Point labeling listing
○ ○ ○ ○ ○ ○ ○
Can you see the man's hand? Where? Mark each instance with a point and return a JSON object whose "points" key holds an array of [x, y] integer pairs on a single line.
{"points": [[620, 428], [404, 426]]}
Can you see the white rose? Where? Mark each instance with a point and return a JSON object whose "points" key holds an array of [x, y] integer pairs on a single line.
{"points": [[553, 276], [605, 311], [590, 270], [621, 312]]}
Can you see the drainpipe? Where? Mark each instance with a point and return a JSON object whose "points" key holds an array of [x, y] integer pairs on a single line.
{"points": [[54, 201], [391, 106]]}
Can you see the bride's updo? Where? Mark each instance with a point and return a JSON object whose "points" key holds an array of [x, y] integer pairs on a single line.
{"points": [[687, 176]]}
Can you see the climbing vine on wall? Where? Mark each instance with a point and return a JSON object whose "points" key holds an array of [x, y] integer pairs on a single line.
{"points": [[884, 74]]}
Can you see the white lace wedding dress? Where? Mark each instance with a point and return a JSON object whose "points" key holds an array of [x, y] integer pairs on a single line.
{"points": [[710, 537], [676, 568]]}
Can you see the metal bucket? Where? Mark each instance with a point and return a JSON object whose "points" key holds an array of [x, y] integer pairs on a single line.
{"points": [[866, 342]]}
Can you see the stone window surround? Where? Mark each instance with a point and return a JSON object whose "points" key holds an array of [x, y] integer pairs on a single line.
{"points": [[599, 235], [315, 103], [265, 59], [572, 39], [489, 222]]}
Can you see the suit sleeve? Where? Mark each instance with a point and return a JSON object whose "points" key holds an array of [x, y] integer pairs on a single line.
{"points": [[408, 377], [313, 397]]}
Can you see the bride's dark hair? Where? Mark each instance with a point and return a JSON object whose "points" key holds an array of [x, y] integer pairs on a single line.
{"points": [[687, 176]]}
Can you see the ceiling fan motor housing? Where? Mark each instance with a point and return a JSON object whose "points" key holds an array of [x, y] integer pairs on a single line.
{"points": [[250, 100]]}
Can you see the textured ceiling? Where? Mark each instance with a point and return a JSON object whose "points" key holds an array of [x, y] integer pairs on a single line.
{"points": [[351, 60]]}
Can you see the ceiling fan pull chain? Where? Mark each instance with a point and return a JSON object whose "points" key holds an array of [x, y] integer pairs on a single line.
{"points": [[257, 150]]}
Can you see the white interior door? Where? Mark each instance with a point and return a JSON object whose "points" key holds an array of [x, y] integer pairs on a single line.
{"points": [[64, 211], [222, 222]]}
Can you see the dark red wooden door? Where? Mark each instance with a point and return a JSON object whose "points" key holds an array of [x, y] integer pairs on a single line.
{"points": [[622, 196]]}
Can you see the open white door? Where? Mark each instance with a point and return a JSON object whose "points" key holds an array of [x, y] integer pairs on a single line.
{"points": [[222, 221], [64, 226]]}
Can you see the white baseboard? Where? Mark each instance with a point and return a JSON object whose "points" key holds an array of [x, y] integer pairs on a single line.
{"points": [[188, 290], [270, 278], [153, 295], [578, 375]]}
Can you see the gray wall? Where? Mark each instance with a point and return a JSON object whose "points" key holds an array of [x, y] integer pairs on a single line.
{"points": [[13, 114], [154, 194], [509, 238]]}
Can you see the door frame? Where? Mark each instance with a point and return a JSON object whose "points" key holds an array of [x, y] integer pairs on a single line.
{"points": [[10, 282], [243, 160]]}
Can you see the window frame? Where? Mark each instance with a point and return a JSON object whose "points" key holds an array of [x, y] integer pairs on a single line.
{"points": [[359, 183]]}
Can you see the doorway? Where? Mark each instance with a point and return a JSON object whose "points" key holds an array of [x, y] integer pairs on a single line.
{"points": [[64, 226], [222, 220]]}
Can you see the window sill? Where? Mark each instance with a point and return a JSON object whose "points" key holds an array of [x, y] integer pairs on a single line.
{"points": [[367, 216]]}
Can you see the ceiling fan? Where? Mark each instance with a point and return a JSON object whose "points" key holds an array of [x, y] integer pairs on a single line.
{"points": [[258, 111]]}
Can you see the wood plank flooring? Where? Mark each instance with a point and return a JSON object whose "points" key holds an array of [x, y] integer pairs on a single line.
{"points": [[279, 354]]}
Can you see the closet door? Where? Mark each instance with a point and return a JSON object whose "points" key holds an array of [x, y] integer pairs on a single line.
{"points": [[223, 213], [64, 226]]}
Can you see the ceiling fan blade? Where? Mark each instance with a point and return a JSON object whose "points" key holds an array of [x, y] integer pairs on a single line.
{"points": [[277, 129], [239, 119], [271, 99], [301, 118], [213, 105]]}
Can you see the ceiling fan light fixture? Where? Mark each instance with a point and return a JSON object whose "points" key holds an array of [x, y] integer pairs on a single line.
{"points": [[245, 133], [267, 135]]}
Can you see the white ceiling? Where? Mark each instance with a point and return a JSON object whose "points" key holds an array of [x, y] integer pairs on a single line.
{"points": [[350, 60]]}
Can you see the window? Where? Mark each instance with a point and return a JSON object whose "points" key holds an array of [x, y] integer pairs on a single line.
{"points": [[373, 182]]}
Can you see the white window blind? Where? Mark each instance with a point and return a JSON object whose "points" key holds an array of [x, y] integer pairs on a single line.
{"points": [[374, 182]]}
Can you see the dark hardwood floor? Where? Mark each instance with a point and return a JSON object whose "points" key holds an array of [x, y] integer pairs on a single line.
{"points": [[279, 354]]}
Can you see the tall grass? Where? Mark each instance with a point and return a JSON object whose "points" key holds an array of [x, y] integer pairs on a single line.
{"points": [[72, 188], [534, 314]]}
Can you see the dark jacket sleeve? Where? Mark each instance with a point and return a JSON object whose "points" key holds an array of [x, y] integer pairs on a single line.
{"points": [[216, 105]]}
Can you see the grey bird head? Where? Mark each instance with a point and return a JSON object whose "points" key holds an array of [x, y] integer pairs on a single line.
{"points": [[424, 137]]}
○ ○ ○ ○ ○ ○ ○
## [What to produce]
Turn every line of the listing above into a JSON list of strings, one string per line, leaving out any blank lines.

## [Result of this task]
[
  "Can you see the man's hand? Where? Mark each instance with a point and return a JSON object whose \"points\" key holds an array of [x, y] integer pairs on a single line.",
  "{\"points\": [[620, 428], [404, 426]]}",
  "Can you see the white rose? Where? Mark each instance with a point and return a JSON object whose \"points\" key holds an array of [x, y] integer pairs on a single line.",
  "{\"points\": [[553, 276], [605, 311], [590, 270], [621, 312]]}",
  "Can you see the drainpipe? Where? Mark each instance with a point and return a JSON object whose \"points\" key holds an array of [x, y] integer pairs on a single line.",
  "{\"points\": [[54, 201], [391, 106]]}",
  "Can you see the bride's updo? Where? Mark each instance with a point and return a JSON object whose \"points\" key holds an array of [x, y] integer pairs on a single line.",
  "{\"points\": [[687, 176]]}",
  "Can you see the climbing vine on wall? Where? Mark each instance with a point and return a JSON object whose \"points\" key holds an array of [x, y] integer pairs on a single line.",
  "{\"points\": [[884, 74]]}",
  "Can you see the white lace wedding dress? Where? Mark each instance with a point and return a JSON object whose \"points\" key holds an array of [x, y] integer pairs on a single line.",
  "{\"points\": [[710, 537], [676, 568]]}",
  "Can you see the metal bucket? Where? Mark each instance with a point and return a JSON object whose \"points\" key holds an array of [x, y] integer pairs on a single line.",
  "{\"points\": [[866, 342]]}",
  "Can you see the stone window surround? Where? Mark each instance with a point and return a JSON object whose \"points\" key holds an array of [x, y] integer pairs on a single line.",
  "{\"points\": [[599, 235], [315, 103], [265, 59], [572, 39], [489, 222]]}",
  "Can you see the suit sleeve? Where? Mark each instance with a point and return a JSON object whose \"points\" key holds an array of [x, y] integer pairs on a single line.",
  "{\"points\": [[408, 377], [313, 397]]}",
  "Can you see the bride's dark hair? Where? Mark each instance with a point and return a JSON object whose \"points\" key holds an array of [x, y] integer pairs on a single line.",
  "{\"points\": [[687, 176]]}",
  "Can you see the ceiling fan motor housing? Where? Mark each instance with a point and return a JSON object whose \"points\" key holds an array of [x, y] integer pairs on a single line.",
  "{\"points\": [[250, 100]]}",
  "Can you see the textured ceiling? Where? Mark each instance with a point and return a JSON object whose \"points\" key holds an array of [x, y] integer pairs on a single line.",
  "{\"points\": [[351, 60]]}",
  "Can you see the ceiling fan pull chain? Where? Mark each instance with a point and return a JSON object whose \"points\" key holds an array of [x, y] integer pairs on a single line.",
  "{\"points\": [[257, 150]]}",
  "Can you see the white interior door? Where? Mark each instance with a point and return a JSON object whose \"points\" key holds an array of [x, y] integer pairs on a single line.",
  "{\"points\": [[64, 211], [222, 222]]}",
  "Can you see the dark red wooden door? Where? Mark each instance with a point and return a JSON object whose \"points\" key holds an array of [x, y] integer pairs on a single line.",
  "{\"points\": [[622, 196]]}",
  "Can you see the open white door? Where? Mark each instance with a point and return a JSON object whose \"points\" key holds an array of [x, y] integer pairs on a single line.",
  "{\"points\": [[222, 221], [64, 226]]}",
  "Can you see the white baseboard? Where? Mark each instance with a point and return a JSON object whose \"points\" key holds an array of [x, y] integer pairs on a single line.",
  "{\"points\": [[188, 290], [270, 278], [153, 295], [578, 375]]}",
  "Can you see the gray wall? Where? Mark each instance with a point and return a JSON object whose \"points\" key holds an array of [x, y] integer pairs on a single line.",
  "{\"points\": [[13, 114], [154, 194], [509, 238]]}",
  "Can you see the door frame? Where? Mark each instance with a point and return a JSON object whose \"points\" key holds an array of [x, y] integer pairs on a single line.",
  "{\"points\": [[10, 282], [243, 160]]}",
  "Can you see the window frame? Where? Mark each instance with a point and return a JSON object whose \"points\" key holds an array of [x, y] integer pairs on a single line.",
  "{\"points\": [[359, 183]]}",
  "Can you see the doorway? Where? Mark each instance with a point and return a JSON object whose \"points\" key holds an array of [x, y] integer pairs on a single line.",
  "{\"points\": [[64, 226], [222, 220]]}",
  "Can you see the window sill? Where? Mark each instance with a point and return a JSON object whose \"points\" key holds an array of [x, y] integer pairs on a single line.",
  "{\"points\": [[367, 216]]}",
  "Can you see the ceiling fan? Where? Mark each instance with a point and return a JSON object whose \"points\" key holds an array of [x, y] integer pairs on a single line.",
  "{\"points\": [[258, 111]]}",
  "Can you see the wood plank flooring? Where? Mark each instance with a point and return a JSON object whose \"points\" key holds an array of [x, y] integer pairs on a single line.",
  "{\"points\": [[279, 354]]}",
  "Can you see the closet door? Where? Mark each instance with a point and return a JSON object whose \"points\" key holds an array of [x, y] integer pairs on a single line.",
  "{\"points\": [[223, 213], [64, 226]]}",
  "Can you see the ceiling fan blade? Where? Mark each instance with a point and return a JSON object whose \"points\" key holds an array of [x, y] integer pairs on a single line.",
  "{\"points\": [[277, 129], [239, 119], [271, 99], [301, 118], [213, 105]]}",
  "Can you see the ceiling fan light fixture? Where? Mark each instance with a point and return a JSON object whose \"points\" key holds an array of [x, y] integer pairs on a single line.",
  "{\"points\": [[245, 133], [267, 135]]}",
  "Can you see the white ceiling? Where? Mark each instance with a point and return a JSON object whose \"points\" key holds an array of [x, y] integer pairs on a single line.",
  "{\"points\": [[350, 60]]}",
  "Can you see the window? Where? Mark each instance with a point and return a JSON object whose \"points\" key holds an array of [x, y] integer pairs on a single line.",
  "{\"points\": [[373, 182]]}",
  "Can you see the white window blind? Where? Mark each instance with a point and return a JSON object whose \"points\" key holds an array of [x, y] integer pairs on a single line.",
  "{\"points\": [[374, 182]]}",
  "Can you see the dark hardwood floor? Where? Mark each instance with a point and return a JSON object whose \"points\" key holds an array of [x, y] integer pairs on a single line.",
  "{\"points\": [[279, 354]]}",
  "Can you see the tall grass? Where? Mark each instance with a point and return a JSON object whose \"points\" key holds an array of [x, y] integer pairs on a single line.",
  "{\"points\": [[72, 188], [534, 314]]}",
  "Can you see the dark jacket sleeve? Where? Mark each instance with a point and return a JSON object whose \"points\" key holds an array of [x, y] integer pairs on a single line.",
  "{\"points\": [[216, 105]]}",
  "Can you see the grey bird head? Where? Mark each instance with a point and return a JSON object whose \"points\" key holds an array of [x, y] integer pairs on a single line.",
  "{\"points\": [[424, 137]]}"
]